## [Aim of the exercise]
List every person named in the reflection on the 2010 Haiti earthquake tour.

CWB board member David Lichtenstein reflects on the aftermath of the devastating 2010 earthquake in Port Au Prince, Haiti.
I have been working with Clowns Without Borders for 21 years and the most intense tour I ever went on was to Port Au Prince, Haiti. Dave Clay, Leah Abel and I arrived two months after that earthquake. It was intense for obvious reasons: It was the worst natural disaster in the world, in the last 50 years, and we were the first non-emergency relief in there. Haiti, a small island only a one-hour flight from Miami. Haiti, the only nation ever founded by a successful slave revolt, with the most beautiful music and people.
Conditions were crazy. There were about one million people living in tents, filling up every space in the city, on top of the usual Port Au Prince poverty. Nobody knows the exact number, but the most common estimate now is that 300,000 people died in the quake. We played all the major hospitals in the area. They were set up in tents because the buildings were rubble. Most of our work was in hospital/clinic ward tents and there are no photos of these performances because it was too intimate to take pictures. We were theater clowns who had never worked in a hospital before, but we just did shows and a lot of hugging, hand-shaking, and greeting.

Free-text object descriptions
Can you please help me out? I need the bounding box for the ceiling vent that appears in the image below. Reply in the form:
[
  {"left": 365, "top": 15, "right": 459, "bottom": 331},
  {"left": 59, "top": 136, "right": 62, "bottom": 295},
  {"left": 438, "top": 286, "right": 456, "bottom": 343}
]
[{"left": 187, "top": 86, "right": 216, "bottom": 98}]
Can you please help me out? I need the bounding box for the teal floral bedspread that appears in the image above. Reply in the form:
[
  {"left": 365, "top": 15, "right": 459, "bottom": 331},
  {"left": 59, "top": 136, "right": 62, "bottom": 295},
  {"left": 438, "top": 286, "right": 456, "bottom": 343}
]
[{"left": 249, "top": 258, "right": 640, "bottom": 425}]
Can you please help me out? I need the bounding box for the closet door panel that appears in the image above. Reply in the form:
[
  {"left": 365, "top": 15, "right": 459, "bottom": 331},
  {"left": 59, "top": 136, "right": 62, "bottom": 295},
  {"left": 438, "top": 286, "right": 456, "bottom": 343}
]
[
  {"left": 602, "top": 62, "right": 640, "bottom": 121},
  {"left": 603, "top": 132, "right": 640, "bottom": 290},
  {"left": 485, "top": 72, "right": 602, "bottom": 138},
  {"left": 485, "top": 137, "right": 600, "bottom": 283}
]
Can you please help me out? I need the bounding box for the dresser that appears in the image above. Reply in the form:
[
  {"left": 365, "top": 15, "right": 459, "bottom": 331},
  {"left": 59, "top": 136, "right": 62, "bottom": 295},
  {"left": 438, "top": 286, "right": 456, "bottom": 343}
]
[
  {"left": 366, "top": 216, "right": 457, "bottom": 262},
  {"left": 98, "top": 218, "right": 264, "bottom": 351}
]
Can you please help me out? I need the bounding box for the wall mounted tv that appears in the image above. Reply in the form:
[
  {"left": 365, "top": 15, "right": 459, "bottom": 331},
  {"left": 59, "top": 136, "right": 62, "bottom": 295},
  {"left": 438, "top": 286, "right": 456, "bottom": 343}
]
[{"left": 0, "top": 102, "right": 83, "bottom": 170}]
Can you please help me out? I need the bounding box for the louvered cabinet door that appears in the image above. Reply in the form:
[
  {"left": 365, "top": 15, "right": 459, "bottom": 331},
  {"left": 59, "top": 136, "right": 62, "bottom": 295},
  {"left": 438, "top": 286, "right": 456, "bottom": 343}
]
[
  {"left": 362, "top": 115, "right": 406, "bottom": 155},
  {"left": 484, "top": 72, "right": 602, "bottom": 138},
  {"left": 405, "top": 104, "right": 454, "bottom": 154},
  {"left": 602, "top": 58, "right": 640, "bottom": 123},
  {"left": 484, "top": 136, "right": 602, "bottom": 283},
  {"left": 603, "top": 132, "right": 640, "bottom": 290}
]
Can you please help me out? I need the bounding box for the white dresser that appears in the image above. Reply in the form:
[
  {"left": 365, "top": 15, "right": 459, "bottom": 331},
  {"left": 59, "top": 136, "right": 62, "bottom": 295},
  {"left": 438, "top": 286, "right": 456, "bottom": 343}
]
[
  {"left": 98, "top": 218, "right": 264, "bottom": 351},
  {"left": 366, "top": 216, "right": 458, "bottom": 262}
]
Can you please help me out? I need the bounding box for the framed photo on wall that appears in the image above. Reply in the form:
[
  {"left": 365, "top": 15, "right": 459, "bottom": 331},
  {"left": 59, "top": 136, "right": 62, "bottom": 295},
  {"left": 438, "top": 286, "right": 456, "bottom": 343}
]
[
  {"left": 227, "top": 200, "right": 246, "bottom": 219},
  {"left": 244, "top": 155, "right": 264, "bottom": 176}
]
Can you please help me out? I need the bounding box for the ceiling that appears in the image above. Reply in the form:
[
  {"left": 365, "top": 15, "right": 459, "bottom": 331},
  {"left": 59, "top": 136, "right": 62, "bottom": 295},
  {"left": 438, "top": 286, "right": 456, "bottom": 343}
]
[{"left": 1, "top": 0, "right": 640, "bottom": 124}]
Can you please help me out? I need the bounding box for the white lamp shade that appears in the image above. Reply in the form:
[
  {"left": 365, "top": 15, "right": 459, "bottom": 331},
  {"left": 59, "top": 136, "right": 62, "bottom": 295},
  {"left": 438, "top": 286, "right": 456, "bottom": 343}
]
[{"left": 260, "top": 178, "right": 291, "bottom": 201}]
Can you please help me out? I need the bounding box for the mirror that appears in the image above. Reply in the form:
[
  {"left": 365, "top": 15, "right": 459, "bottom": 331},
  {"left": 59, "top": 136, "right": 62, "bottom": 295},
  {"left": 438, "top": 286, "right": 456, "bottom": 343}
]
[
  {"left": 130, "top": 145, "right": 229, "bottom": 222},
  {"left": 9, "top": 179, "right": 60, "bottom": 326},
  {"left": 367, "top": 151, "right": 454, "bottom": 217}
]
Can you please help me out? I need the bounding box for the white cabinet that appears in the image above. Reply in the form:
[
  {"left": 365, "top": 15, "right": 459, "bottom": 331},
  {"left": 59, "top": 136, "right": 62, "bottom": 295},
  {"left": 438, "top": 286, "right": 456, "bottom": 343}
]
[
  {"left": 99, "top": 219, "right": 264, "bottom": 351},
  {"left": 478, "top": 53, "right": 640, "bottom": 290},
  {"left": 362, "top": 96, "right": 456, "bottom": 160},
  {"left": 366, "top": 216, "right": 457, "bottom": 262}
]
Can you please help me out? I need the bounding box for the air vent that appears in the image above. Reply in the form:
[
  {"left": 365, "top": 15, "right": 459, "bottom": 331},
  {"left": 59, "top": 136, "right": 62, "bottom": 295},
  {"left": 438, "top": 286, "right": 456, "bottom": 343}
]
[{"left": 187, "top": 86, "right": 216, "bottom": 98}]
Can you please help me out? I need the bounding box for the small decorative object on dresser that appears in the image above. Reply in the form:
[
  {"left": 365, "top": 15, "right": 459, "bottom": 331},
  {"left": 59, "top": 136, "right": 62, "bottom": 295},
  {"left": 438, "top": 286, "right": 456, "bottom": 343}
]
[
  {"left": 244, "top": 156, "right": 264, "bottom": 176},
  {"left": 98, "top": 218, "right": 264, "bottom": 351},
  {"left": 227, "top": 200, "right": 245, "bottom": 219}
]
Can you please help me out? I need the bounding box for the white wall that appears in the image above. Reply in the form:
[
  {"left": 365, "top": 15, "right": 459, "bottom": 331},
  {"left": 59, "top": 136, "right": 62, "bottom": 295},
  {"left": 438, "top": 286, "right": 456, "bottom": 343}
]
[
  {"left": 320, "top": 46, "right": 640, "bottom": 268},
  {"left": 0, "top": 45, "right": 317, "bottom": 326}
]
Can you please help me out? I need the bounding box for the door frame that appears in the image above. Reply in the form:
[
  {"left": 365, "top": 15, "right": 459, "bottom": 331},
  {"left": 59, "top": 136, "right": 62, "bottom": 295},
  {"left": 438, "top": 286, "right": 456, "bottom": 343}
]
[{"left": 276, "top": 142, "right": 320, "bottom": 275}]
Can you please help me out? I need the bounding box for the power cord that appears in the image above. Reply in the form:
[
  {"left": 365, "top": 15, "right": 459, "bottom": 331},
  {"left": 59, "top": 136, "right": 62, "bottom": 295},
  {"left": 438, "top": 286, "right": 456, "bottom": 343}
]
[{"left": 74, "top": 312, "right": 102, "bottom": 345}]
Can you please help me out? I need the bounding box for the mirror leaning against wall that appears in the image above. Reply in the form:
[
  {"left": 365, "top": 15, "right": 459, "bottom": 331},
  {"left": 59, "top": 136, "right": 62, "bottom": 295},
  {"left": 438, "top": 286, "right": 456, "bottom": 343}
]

## [Answer to this problem]
David Lichtenstein, Dave Clay, Leah Abel